• [Materials provided]:
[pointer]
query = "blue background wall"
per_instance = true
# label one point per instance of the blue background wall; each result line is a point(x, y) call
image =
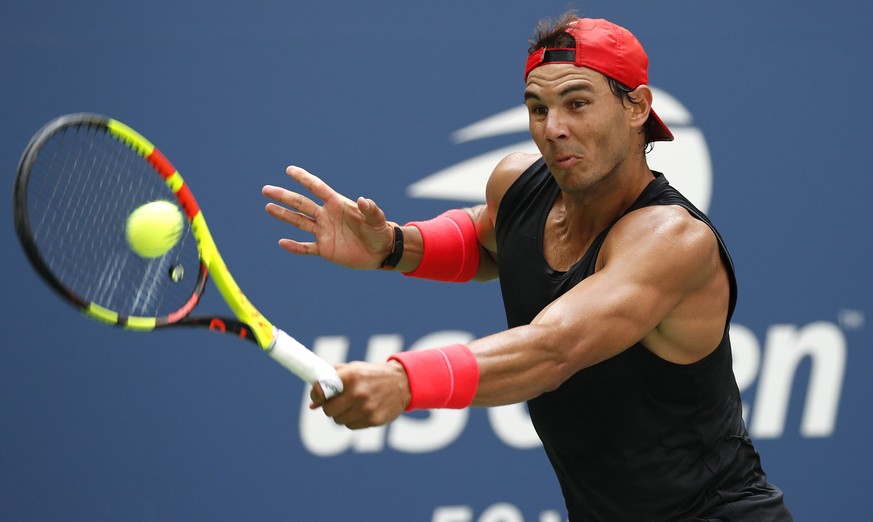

• [Assignment]: Without the pictures, return all the records precisely as they stand.

• [The completed task]:
[pointer]
query = "blue background wall"
per_instance = true
# label one point per instance of the blue background wall; each result line is a point(x, y) call
image =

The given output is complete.